Items listed in a dataset:
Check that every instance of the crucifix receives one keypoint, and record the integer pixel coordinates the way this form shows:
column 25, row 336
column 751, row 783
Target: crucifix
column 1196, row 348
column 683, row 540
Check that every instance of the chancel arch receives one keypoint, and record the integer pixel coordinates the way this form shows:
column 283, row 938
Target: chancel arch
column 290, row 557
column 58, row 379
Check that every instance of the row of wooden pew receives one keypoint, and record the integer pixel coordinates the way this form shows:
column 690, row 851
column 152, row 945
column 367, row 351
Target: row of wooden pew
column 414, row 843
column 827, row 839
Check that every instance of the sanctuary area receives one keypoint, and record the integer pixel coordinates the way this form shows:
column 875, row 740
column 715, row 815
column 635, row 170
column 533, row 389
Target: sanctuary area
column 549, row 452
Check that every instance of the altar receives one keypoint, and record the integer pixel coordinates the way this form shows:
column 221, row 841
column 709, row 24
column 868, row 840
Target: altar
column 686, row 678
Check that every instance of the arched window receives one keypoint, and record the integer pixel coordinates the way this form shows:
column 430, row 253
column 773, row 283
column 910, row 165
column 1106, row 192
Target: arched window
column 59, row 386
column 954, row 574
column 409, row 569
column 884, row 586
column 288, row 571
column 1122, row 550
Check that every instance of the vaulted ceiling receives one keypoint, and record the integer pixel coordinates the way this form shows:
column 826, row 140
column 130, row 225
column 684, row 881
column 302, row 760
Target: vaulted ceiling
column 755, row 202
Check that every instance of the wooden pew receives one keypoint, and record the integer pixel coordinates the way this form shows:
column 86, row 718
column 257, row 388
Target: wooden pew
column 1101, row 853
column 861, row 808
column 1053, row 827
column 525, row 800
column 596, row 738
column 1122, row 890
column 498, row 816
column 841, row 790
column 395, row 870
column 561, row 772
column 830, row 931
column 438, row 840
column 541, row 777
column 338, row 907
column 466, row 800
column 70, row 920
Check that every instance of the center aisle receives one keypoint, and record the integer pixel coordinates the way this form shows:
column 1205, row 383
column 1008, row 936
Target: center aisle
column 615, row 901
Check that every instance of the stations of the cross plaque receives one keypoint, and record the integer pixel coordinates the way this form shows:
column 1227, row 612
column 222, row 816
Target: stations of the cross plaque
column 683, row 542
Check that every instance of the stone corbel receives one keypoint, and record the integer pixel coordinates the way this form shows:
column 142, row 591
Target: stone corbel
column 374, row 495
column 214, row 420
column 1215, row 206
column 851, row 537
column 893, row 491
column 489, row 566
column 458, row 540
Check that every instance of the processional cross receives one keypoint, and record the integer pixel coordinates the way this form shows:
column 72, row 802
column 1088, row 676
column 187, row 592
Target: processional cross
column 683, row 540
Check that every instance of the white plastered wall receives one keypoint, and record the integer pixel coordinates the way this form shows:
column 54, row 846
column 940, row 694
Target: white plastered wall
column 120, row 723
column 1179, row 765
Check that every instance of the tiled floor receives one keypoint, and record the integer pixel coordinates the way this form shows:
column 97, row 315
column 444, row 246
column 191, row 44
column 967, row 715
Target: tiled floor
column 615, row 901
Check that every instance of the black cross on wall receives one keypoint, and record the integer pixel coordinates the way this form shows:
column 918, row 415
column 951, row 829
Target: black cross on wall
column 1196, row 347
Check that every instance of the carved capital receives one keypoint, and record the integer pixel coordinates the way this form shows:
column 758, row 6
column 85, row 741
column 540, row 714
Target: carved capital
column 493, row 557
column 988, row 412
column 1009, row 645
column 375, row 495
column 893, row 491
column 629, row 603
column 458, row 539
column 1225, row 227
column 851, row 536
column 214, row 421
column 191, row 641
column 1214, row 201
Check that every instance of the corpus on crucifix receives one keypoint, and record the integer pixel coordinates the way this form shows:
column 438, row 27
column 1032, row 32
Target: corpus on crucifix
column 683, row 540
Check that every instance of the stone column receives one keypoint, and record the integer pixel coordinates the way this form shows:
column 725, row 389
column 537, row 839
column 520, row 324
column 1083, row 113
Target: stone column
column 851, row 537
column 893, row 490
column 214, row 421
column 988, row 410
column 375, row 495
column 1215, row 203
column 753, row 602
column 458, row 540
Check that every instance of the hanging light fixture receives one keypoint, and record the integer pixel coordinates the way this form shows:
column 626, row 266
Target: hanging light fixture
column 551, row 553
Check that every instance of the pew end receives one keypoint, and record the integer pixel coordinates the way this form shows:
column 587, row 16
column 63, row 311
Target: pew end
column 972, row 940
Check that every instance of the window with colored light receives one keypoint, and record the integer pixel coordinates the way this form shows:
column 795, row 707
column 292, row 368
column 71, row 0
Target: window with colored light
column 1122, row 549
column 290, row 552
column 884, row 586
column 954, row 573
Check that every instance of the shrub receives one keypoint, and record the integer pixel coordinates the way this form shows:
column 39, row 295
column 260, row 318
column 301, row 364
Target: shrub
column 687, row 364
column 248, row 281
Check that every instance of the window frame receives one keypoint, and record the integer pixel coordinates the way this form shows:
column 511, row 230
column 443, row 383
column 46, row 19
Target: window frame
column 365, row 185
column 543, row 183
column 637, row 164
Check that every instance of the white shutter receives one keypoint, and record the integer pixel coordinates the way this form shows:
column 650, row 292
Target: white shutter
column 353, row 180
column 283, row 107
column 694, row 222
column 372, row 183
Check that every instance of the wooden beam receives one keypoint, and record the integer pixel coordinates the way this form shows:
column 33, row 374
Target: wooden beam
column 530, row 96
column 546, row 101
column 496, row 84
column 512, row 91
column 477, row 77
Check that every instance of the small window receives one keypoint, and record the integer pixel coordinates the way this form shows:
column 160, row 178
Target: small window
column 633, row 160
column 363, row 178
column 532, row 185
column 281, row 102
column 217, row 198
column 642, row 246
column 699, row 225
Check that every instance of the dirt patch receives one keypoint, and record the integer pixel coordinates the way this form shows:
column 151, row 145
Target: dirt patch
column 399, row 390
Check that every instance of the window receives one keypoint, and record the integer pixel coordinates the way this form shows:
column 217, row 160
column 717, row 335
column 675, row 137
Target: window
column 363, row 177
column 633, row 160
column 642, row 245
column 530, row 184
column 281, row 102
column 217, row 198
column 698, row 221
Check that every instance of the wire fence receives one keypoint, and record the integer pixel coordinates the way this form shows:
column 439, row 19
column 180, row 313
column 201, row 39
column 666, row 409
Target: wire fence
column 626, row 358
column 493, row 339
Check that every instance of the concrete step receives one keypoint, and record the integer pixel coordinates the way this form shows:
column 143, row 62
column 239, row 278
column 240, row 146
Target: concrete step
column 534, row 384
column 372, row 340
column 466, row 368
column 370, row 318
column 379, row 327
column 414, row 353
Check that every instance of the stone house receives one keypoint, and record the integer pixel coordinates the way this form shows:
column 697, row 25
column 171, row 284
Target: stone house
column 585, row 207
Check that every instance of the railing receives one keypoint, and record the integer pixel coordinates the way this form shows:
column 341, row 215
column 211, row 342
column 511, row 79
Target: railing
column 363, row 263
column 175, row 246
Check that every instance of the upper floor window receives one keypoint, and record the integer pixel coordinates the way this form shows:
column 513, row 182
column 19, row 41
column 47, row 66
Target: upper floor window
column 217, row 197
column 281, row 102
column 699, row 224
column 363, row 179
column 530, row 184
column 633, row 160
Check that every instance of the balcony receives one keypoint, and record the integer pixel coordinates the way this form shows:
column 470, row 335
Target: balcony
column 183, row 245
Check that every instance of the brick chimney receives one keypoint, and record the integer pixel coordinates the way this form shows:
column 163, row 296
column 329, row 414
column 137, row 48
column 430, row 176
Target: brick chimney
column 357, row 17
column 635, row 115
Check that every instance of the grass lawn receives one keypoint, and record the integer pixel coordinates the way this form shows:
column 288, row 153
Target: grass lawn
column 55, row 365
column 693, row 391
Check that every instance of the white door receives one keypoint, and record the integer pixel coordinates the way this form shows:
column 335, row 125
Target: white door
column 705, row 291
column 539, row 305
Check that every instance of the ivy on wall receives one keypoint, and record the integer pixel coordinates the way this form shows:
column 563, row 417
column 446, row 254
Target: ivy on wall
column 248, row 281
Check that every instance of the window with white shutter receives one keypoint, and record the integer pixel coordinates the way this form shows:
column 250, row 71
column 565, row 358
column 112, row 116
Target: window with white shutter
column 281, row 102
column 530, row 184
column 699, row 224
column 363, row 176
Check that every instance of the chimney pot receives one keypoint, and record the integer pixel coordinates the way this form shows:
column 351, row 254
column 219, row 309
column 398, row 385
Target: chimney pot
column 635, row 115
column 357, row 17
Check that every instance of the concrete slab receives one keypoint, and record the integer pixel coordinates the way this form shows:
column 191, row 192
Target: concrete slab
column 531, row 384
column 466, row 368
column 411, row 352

TASK ITEM:
When the line with "Target: upper floor window" is reached in the data above, begin copying, and stop after the line with "Check that every instance of the brick"; copy each line exactly, both ends included.

OUTPUT:
Target: upper floor window
column 217, row 197
column 281, row 102
column 699, row 224
column 363, row 179
column 530, row 184
column 633, row 160
Check that every instance of the balcony receives one keypoint, and record the integer pixel coordinates the way this form shows:
column 470, row 335
Target: balcony
column 183, row 245
Check that every instance of the brick chimney receives one keypoint, and record the integer pixel coordinates the way this form shows:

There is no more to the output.